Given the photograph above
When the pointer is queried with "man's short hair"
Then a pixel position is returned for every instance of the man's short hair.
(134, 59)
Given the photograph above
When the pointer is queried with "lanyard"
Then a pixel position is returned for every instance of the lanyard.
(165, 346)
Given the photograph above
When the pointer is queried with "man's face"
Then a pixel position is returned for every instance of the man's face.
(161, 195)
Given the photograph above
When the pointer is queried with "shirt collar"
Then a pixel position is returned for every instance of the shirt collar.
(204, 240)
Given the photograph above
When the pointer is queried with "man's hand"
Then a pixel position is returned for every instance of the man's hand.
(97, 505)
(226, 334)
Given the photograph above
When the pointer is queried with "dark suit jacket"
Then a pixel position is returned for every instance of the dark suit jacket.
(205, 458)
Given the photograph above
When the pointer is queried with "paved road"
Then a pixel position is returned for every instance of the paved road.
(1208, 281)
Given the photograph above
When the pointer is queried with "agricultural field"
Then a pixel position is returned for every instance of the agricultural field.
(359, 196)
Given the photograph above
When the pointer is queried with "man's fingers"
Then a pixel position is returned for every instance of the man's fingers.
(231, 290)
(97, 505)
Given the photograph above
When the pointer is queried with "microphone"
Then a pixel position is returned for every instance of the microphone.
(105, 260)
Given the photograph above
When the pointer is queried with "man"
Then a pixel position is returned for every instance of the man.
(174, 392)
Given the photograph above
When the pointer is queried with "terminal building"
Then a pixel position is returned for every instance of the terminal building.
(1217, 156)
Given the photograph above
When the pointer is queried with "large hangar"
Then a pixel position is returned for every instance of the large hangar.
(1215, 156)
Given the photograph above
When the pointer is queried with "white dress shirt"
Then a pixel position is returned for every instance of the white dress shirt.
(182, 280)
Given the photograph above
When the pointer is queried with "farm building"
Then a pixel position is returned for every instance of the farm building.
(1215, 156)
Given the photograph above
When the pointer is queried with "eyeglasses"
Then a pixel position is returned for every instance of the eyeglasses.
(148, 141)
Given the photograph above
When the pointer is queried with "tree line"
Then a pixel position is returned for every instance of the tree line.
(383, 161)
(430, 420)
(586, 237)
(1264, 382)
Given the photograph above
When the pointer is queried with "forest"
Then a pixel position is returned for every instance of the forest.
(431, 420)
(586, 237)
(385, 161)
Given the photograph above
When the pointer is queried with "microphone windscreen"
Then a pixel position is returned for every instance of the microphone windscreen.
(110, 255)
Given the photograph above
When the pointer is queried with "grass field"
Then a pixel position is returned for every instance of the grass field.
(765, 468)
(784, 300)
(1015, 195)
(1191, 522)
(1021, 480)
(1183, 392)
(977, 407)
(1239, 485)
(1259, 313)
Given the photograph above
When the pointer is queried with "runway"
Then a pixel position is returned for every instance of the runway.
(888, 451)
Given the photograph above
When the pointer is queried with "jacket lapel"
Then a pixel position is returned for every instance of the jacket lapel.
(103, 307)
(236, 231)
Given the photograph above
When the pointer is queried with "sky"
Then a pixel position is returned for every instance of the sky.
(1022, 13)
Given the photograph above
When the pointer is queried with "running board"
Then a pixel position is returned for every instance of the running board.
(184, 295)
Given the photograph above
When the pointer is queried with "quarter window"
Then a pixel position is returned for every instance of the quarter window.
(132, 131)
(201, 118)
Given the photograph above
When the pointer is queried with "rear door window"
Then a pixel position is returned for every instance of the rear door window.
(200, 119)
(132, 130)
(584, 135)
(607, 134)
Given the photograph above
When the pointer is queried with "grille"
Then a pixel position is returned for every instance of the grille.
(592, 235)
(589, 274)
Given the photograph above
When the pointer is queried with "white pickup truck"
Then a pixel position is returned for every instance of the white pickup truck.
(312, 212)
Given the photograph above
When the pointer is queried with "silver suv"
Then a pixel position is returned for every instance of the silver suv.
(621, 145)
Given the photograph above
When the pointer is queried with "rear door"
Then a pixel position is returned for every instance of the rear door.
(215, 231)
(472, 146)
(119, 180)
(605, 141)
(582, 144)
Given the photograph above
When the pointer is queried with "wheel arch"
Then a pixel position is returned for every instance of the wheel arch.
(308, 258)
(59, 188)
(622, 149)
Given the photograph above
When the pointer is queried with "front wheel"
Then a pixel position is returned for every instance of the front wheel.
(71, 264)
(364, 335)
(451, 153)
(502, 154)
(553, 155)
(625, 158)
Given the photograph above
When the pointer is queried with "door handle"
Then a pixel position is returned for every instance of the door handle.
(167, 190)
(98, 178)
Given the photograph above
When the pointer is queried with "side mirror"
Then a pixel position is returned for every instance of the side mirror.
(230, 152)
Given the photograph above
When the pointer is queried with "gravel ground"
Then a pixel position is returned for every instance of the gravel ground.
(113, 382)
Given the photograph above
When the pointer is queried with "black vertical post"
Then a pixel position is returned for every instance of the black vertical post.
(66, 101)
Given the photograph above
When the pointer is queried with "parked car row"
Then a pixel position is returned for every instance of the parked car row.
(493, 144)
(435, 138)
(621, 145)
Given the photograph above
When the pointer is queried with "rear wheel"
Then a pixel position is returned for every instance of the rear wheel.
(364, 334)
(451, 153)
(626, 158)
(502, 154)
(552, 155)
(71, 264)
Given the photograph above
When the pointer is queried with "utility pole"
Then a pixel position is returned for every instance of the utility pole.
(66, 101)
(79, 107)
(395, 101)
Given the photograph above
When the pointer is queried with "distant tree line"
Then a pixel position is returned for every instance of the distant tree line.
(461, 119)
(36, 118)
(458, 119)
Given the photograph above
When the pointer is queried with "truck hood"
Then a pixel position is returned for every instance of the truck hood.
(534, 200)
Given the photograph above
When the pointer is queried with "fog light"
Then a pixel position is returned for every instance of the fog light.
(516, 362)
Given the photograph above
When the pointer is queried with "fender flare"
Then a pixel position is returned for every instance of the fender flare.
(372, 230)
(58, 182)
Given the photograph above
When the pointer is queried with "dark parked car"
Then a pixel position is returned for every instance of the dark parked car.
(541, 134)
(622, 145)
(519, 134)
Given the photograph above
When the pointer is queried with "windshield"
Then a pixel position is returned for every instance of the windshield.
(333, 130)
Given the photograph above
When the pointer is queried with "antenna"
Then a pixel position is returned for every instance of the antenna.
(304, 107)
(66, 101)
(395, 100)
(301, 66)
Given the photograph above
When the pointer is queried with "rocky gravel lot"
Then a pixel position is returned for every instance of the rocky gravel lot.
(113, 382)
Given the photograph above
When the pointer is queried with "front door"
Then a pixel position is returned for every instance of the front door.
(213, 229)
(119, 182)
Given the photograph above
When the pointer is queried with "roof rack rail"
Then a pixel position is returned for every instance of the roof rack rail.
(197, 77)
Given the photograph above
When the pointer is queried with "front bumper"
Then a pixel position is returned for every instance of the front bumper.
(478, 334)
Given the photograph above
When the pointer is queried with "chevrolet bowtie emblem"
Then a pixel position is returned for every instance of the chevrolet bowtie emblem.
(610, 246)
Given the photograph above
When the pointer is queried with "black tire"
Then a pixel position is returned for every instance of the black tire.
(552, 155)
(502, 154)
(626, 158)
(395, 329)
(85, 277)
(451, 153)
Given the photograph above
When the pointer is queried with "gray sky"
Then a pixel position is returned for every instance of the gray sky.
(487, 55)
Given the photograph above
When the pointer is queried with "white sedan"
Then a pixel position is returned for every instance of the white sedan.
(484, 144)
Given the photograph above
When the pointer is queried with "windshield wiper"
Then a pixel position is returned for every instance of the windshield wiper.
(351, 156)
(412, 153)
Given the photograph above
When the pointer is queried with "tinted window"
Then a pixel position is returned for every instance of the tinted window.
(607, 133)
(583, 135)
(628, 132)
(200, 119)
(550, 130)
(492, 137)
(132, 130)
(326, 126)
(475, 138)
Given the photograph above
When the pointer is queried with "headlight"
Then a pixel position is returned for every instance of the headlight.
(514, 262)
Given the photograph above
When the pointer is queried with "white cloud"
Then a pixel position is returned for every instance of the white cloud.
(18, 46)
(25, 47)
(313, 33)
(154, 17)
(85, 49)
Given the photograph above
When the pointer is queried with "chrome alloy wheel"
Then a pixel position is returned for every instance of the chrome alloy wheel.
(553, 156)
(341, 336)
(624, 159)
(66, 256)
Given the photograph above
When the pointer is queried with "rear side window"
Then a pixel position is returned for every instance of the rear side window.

------

WHAT THE TASK ASKS:
State how many lines of the listing above contain the string "grille". Give only the number.

REPLY:
2